_Excerpt to read_.
□ □ □

Hacker Newsnew | past | comments | ask | show | jobs | submitlogin

When I was at AWS we were using generators from a large commercial supplier. We were constantly having issues with them refusing to take over if there wasn't sufficient load. Doing so puts lots of stress on a generator and can significantly shorten its life.

We went to the manufacturer and tried to get them to make a firmware change; we wanted the generators to sacrifice themselves under most every circumstance (short of danger to humans). Generators are an irrelevant cost compared to the cost of an outage. The manufacturer refused, even when we offered to buy them without warranties.

I don't know if they still do but at that point AWS started to buy basically the same generators straight from China and writing their own firmware.

There is also a great story about an AWS authored firmware update on a set of louver microcontrollers causing a partial outage.

AWS really likes to own the entire stack.

*It has been years since I left, details are a bit fuzzy but I think I've got these right.



> we wanted the generators to sacrifice themselves under most every circumstance

The rare failure mode that can cost $100m looks like this: when the utility power fails, the switch gear detects a voltage anomaly sufficiently large to indicate a high probability of a ground fault within the data center. A generator brought online into a direct short could be damaged. With expensive equipment possibly at risk, the switch gear locks out the generator. Five to ten minutes after that decision, the UPS will discharge and row after row of servers will start blinking out. This same fault mode caused the 34-minute outage at the 2012 super bowl: The Power Failure Seen Around the World. Backup generators run around 3/4 of million dollars so I understand the switch gear engineering decision to lockout and protect an expensive component. And, while I suspect that some customers would want it that way, I’ve never worked for one of those customers and the airline hit by this fault last summer certainly isn’t one of them either.

http://perspectives.mvdirona.com/2017/04/at-scale-rare-event...


This sounds nice, but makes zero sense. Direct short will be fused and isolated, otherwise UPS banks would get damaged (maybe even explode).

Edit, and reading further there it is:

>"If there was a ground fault in the facility, the impacted branch circuit breaker would open and the rest of the facility would continue to operate on generator and the servers downstream of the open breaker would switch to secondary power and also continue to operate normally. No customer impact."


The company that maintains my generators has a dummy load that is basically a large resistor bank and fan on a trailer. It seems like Amazon could just build something like that on a larger scale to load the generators - short term they could even rent the dummy load trailers and hook them up in the parking lot, right? For a permanent solution, have logic to switch in the appropriate amount of resistance to maintain the minimum load required.

□ □ □

_Items_.
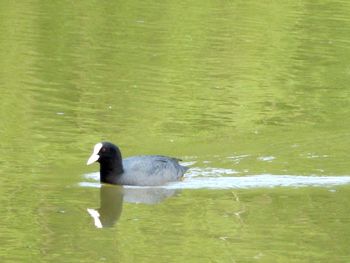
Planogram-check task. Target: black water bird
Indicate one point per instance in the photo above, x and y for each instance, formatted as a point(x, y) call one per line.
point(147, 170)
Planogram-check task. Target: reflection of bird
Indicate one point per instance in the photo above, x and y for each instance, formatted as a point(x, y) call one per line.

□ □ □

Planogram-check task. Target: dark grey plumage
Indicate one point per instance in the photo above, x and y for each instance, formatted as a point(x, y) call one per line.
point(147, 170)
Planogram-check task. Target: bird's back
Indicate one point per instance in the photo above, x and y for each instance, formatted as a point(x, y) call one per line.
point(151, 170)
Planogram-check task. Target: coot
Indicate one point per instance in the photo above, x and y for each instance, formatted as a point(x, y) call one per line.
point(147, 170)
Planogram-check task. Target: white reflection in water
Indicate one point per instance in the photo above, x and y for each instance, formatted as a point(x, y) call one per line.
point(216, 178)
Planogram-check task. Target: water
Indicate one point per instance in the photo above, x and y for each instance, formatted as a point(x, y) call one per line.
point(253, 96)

□ □ □

_List of tasks_.
A. Decide whether each statement agrees with the thread on data center backup generators: (i) the manufacturer agreed to change the firmware once AWS offered to buy the generators without warranties; (ii) the passage quoted in the thread puts the price of a backup generator at around three quarters of a million dollars; (iii) the dummy load described in the last comment is a resistor bank and fan on a trailer. Answer yes or no for each, quoting the words of the thread that decide it.
B. Write the next part of the thread on data center backup generators, picking up after its final comment.

_Responses_.
A.
(i) No: "The manufacturer refused, even when we offered to buy them without warranties."
(ii) Yes: "Backup generators run around 3/4 of million dollars"
(iii) Yes: "a dummy load that is basically a large resistor bank and fan on a trailer"

B.
There are, unfortunately, a lot of things between on and off when it comes to utility power. Over voltage, voltage drop (which can cause fuses to blow since amperage goes up), phase outage, phase imbalance, harmonic noise (causing ground/neutral feedback), micro outages (few cycles; <50ms). All of which can confuse systems such as a transfer switch, ups, generators or paralleling gear.

Most downtime I've seen in datacenters has been due to irregular power, not power loss. Case in point.

Dummy loads are good for testing but they are not typically variable - if you had 2.5mva generators and a 1mw dummy load you wouldn't be able to run more than 1mw of critical IT load.

I'll say this is the first I've heard of not having enough load to start a generator. They will happily start up and idle.


I would say the automatic transfer switch should be configured conservatively and go to backup power at the first hint of instability. If irregular power is the usual cause of downtime then I would expect the ATS to cope with those conditions, or it gets replaced with one that will.

Good point about the lack of variability. Not sure if the generators would take kindly to suddenly switching out a 1 mw dummy load to free capacity for real load.

On the other hand, it's not like these engines have fixed RPM throttles, and they should be able to handle a wide range of loads, albeit not at peak efficiency. Something doesn't fully make sense about that story. Maybe the generators were sized for their ultimate planned capacity and thus way too much for their deployment at the time.


I thought large diesel generators generally did operate at a fixed speed in order to output 60Hz. I know inverter/generators are common these days for small gas gensets, but have the big diesel ones switched over as well?


Can't you just have a smaller generator for low load? Literally wasting fuel so you can run a large generator for a low load should be criminal.


You might not realize how much fuel it takes just to maintain generators. They have to be exercised, load tested, overhauled, all on top of whatever time they spend providing backup power. Which is just as well, because an engine that sits without ever running won't operate when it is most needed, and the fuel can stagnate, or even attract water and grow algae.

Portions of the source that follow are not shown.